▶ [Provided data]
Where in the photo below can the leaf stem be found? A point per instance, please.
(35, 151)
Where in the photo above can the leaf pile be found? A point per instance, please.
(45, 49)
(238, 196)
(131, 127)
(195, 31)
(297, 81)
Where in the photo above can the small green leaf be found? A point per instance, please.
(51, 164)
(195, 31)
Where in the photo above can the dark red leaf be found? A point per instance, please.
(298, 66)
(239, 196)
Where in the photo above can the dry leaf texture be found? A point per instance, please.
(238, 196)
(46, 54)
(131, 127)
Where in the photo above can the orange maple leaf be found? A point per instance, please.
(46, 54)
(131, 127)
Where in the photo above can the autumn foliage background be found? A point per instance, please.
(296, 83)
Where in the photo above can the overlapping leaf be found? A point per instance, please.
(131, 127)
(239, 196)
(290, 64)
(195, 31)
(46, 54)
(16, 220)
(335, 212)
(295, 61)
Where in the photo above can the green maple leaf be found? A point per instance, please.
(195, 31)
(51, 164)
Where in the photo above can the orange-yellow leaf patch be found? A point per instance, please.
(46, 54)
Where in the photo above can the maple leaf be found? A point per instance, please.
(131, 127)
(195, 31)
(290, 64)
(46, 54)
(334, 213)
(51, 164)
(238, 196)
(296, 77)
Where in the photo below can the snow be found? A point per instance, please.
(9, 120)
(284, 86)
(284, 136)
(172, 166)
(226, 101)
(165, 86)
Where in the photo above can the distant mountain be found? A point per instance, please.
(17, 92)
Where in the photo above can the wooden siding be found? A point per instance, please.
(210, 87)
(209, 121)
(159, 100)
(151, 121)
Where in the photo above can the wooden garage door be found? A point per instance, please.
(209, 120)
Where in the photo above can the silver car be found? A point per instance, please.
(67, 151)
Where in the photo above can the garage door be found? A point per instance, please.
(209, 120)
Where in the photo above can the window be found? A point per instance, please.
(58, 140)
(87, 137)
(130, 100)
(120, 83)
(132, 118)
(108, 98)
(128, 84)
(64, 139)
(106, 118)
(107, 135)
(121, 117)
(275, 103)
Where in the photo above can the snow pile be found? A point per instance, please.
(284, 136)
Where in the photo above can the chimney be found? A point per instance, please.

▶ [Exercise goal] Retype all the data, keeping every character the same.

▶ [Exercise result]
Where in the photo below can the leaf stem be found? A point per instance, please.
(35, 151)
Where in the photo above can the leaf pile be found? A point per instance, please.
(45, 49)
(238, 196)
(131, 127)
(195, 31)
(297, 81)
Where in the photo above can the small green leaf be found? A point per instance, please.
(51, 164)
(195, 31)
Where in the photo above can the dark red leaf be found? A point per instance, please.
(298, 66)
(239, 196)
Where in the photo above can the dry leaf texture be found? A point per instance, please.
(238, 196)
(46, 54)
(131, 127)
Where in the photo above can the orange maple leaf be found? A point per instance, please.
(46, 54)
(131, 127)
Where in the photo above can the autumn foliage background be found? A point per instance, please.
(296, 83)
Where in the photo above can the overlapping leaf be found? A point per instance, please.
(131, 127)
(239, 196)
(290, 64)
(195, 31)
(46, 54)
(16, 220)
(335, 212)
(295, 61)
Where in the photo above can the green maple leaf be found? A point per instance, please.
(195, 31)
(51, 164)
Where in the photo above can the orange-yellow leaf patch be found? A point per instance, please.
(46, 54)
Where in the photo above can the maple leaf be found? A point per instance, please.
(131, 127)
(195, 31)
(290, 64)
(46, 54)
(334, 213)
(51, 164)
(238, 196)
(296, 77)
Where in the photo below can the snow be found? A point per instance, please.
(9, 120)
(284, 86)
(284, 136)
(172, 166)
(226, 101)
(165, 86)
Where in the photo above can the distant mountain be found? A point per instance, please.
(17, 92)
Where in the photo above can the wooden siding be found? A point per instance, please.
(210, 87)
(209, 121)
(159, 100)
(151, 121)
Where in the photo above can the wooden garage door be found? A point per instance, please.
(209, 120)
Where in the photo above can the silver car be found? A point per instance, please.
(67, 151)
Where in the photo above can the garage door be found? A point per instance, please.
(209, 120)
Where in the photo above can the window be found? A point per instance, please.
(58, 140)
(87, 137)
(130, 100)
(120, 83)
(132, 118)
(108, 98)
(128, 84)
(64, 139)
(106, 118)
(107, 135)
(121, 117)
(275, 103)
Where in the photo above can the snow pile be found? A point per instance, please.
(284, 136)
Where in the photo above can the chimney be found? A point per instance, please.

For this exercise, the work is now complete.